→ To do:
Put each line of the items below into a Markdown table with two columns, Row and Line. Number every row, and leave out blank lines.

Some items:
## START

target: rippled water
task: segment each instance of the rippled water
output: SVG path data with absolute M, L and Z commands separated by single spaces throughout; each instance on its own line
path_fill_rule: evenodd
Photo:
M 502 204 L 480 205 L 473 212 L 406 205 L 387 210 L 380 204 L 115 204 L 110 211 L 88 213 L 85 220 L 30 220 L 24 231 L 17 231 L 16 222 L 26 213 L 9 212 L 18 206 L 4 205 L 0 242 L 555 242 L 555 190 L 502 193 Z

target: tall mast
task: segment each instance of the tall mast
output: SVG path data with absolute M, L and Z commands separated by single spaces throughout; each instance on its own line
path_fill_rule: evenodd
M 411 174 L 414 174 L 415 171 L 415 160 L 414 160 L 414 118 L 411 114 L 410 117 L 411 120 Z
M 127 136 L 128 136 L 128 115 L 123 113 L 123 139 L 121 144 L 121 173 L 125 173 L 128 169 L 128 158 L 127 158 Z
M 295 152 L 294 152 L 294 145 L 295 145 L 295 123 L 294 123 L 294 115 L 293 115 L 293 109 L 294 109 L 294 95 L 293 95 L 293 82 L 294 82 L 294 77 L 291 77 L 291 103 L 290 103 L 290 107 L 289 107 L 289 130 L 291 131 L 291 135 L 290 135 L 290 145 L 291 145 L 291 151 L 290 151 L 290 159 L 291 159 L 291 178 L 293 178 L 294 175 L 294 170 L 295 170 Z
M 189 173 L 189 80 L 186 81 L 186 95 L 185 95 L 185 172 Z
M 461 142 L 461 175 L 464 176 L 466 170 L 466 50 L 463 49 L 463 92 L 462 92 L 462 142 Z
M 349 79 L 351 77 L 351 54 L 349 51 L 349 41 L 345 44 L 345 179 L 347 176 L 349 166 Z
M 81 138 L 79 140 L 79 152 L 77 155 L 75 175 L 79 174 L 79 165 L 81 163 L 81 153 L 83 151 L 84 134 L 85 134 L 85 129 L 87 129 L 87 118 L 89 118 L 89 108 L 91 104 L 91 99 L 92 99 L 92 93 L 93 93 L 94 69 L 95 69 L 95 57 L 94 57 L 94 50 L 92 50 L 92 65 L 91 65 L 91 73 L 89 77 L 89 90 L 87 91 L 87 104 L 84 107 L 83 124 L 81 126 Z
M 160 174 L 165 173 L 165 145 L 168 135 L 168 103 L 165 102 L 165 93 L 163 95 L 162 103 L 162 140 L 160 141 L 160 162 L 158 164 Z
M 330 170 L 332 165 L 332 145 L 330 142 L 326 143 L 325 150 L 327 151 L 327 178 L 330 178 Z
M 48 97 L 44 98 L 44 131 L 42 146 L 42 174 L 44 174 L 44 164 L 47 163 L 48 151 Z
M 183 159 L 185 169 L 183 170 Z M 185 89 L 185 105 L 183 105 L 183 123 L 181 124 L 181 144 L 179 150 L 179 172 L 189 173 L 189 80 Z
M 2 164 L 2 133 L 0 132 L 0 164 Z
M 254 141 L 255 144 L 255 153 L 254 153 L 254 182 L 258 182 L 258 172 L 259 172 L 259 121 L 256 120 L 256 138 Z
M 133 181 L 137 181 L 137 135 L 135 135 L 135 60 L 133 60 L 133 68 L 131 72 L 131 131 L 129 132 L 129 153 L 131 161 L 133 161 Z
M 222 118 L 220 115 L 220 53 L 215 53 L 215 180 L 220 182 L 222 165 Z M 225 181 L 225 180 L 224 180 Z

## END

→ Answer to this exercise:
| Row | Line |
|---|---|
| 1 | target: rippled water |
| 2 | task: segment each instance of the rippled water |
| 3 | output: SVG path data with absolute M, L and Z commands separated by single spaces throughout; each instance on its own line |
| 4 | path_fill_rule: evenodd |
| 5 | Photo: |
| 6 | M 502 204 L 480 205 L 473 212 L 406 205 L 387 210 L 380 204 L 115 204 L 110 211 L 88 213 L 85 220 L 30 220 L 24 231 L 17 231 L 16 222 L 26 213 L 9 212 L 18 206 L 4 205 L 0 242 L 555 242 L 555 190 L 502 193 Z |
| 7 | target: tall mast |
| 8 | task: segment each instance of the tall mast |
| 9 | output: SVG path data with absolute M, L and Z commands separated by single spaces throughout; each instance on its own line |
| 10 | path_fill_rule: evenodd |
| 11 | M 411 174 L 414 174 L 415 171 L 415 160 L 414 160 L 414 118 L 411 114 L 410 117 L 411 120 Z |
| 12 | M 127 136 L 128 136 L 128 115 L 123 113 L 123 139 L 121 144 L 121 173 L 125 173 L 128 169 L 128 158 L 127 158 Z |
| 13 | M 295 152 L 294 152 L 294 145 L 295 145 L 295 123 L 294 123 L 294 115 L 293 115 L 293 109 L 294 109 L 294 95 L 293 95 L 293 82 L 294 82 L 294 77 L 291 77 L 291 103 L 290 103 L 290 107 L 289 107 L 289 130 L 291 131 L 291 135 L 290 135 L 290 145 L 291 145 L 291 151 L 290 151 L 290 159 L 291 159 L 291 178 L 293 178 L 294 175 L 294 170 L 295 170 Z |
| 14 | M 189 173 L 189 80 L 186 81 L 186 95 L 185 95 L 185 172 Z |
| 15 | M 461 142 L 461 175 L 464 176 L 466 170 L 466 50 L 463 49 L 463 92 L 462 92 L 462 142 Z |
| 16 | M 349 79 L 351 77 L 351 54 L 349 51 L 349 41 L 345 44 L 345 179 L 347 176 L 349 166 Z |
| 17 | M 81 138 L 79 140 L 79 152 L 77 155 L 75 175 L 79 174 L 79 165 L 81 163 L 81 153 L 83 151 L 84 134 L 85 134 L 85 129 L 87 129 L 87 118 L 89 118 L 89 108 L 91 104 L 91 99 L 92 99 L 92 93 L 93 93 L 94 69 L 95 69 L 95 57 L 94 57 L 94 50 L 92 50 L 92 65 L 91 65 L 91 73 L 89 77 L 89 90 L 87 91 L 87 104 L 84 107 L 83 124 L 81 126 Z |
| 18 | M 160 174 L 165 173 L 165 145 L 168 135 L 168 103 L 165 102 L 165 93 L 163 95 L 162 103 L 162 140 L 160 141 L 160 162 L 158 164 Z |
| 19 | M 330 170 L 332 165 L 332 145 L 330 142 L 326 143 L 325 150 L 327 151 L 327 178 L 330 178 Z |
| 20 | M 48 97 L 44 98 L 44 131 L 42 146 L 42 174 L 44 174 L 44 164 L 47 163 L 48 151 Z |
| 21 | M 183 159 L 185 169 L 183 170 Z M 185 89 L 185 105 L 183 105 L 183 123 L 181 124 L 181 144 L 179 150 L 179 172 L 189 173 L 189 80 Z |
| 22 | M 2 164 L 2 133 L 0 132 L 0 164 Z |
| 23 | M 254 141 L 255 144 L 255 153 L 254 153 L 254 182 L 258 182 L 258 172 L 259 172 L 259 121 L 256 120 L 256 138 Z |
| 24 | M 133 181 L 137 181 L 137 135 L 135 135 L 135 60 L 133 60 L 133 68 L 131 72 L 131 131 L 129 132 L 129 153 L 131 161 L 133 161 Z |
| 25 | M 222 118 L 220 115 L 220 53 L 215 53 L 215 180 L 220 182 L 222 165 Z M 225 181 L 225 180 L 224 180 Z |